> [SUPPLIED RECORDS]
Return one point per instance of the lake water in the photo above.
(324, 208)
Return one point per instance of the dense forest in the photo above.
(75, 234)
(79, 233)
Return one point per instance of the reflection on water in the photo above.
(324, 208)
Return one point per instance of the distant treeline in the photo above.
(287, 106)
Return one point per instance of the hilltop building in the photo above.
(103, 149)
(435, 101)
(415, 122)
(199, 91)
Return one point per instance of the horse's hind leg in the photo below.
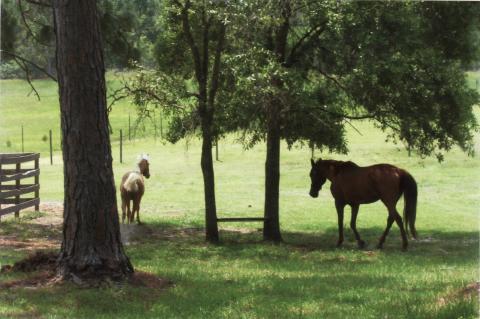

> [REQUIRED TASK] Write out the whole listing again, with every request in its place and each point coordinate in the answers raised by 73. Leave out the picture.

> [THE RESPONSE]
Return one point per instance of the lake water in the photo above.
(397, 281)
Return one point per instance of the dense forest in the photo above.
(148, 307)
(152, 306)
Return one point per instance of the reflection on water in the photo above.
(397, 281)
Return one point per instance of the distant treeline in the photo above.
(360, 179)
Return one point per instance of the hilltop building in the photo above.
(176, 222)
(508, 174)
(488, 195)
(272, 164)
Return one point per instance of the horse's hind leg in the photo below.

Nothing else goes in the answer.